» Description of the task
Count the lines in the records below that contain the string "straight", treating uppercase and lowercase as different. Reply with the number alone.

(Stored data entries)
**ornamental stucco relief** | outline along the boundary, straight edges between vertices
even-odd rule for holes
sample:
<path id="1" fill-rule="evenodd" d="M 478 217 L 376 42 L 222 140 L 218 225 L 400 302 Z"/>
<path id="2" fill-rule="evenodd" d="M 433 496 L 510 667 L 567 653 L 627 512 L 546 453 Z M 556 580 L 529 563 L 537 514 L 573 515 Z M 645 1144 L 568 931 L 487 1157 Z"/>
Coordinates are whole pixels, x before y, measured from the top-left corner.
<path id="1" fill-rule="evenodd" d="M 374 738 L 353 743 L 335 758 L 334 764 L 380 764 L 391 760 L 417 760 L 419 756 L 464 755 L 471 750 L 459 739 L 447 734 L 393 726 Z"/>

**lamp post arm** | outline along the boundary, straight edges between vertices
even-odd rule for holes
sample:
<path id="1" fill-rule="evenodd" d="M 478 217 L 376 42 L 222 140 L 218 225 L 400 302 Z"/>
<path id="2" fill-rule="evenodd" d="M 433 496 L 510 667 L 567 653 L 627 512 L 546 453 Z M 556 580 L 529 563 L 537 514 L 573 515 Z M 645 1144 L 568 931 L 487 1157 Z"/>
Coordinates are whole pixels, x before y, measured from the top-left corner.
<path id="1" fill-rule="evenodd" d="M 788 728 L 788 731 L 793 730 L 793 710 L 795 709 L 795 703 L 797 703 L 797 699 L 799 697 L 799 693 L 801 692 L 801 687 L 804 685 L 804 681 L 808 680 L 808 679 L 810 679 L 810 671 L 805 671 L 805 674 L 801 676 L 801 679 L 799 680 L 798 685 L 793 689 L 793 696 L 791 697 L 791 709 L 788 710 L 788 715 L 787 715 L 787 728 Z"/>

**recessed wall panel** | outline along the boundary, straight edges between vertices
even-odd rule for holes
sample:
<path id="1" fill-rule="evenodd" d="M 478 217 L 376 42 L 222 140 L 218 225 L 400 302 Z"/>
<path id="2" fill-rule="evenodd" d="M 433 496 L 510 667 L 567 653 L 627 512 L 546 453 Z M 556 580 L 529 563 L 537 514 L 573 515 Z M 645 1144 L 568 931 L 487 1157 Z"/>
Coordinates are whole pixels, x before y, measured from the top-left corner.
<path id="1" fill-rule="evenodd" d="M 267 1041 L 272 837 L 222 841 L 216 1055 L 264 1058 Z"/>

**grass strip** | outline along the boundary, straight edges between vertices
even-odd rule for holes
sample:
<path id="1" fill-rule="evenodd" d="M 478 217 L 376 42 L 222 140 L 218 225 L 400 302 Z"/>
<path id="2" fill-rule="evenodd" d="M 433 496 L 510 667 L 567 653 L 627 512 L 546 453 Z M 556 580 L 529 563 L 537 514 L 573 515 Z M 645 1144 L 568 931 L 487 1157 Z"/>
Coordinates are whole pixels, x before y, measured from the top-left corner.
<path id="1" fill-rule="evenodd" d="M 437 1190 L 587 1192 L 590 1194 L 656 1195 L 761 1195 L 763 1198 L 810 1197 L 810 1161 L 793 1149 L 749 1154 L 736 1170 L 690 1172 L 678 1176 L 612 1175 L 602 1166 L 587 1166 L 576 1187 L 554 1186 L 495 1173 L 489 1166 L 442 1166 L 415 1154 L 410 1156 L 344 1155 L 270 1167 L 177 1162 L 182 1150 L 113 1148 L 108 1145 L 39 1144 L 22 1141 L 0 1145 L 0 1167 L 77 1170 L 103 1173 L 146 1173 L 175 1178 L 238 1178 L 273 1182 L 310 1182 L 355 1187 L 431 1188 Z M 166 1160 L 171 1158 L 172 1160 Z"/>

* * *

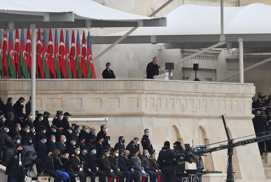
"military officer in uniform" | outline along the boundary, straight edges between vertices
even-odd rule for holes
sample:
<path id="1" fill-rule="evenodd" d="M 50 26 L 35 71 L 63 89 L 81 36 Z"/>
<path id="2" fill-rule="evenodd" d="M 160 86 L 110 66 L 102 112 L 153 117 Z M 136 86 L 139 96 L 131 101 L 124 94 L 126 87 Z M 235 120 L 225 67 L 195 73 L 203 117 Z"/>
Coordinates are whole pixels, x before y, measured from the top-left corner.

» The reply
5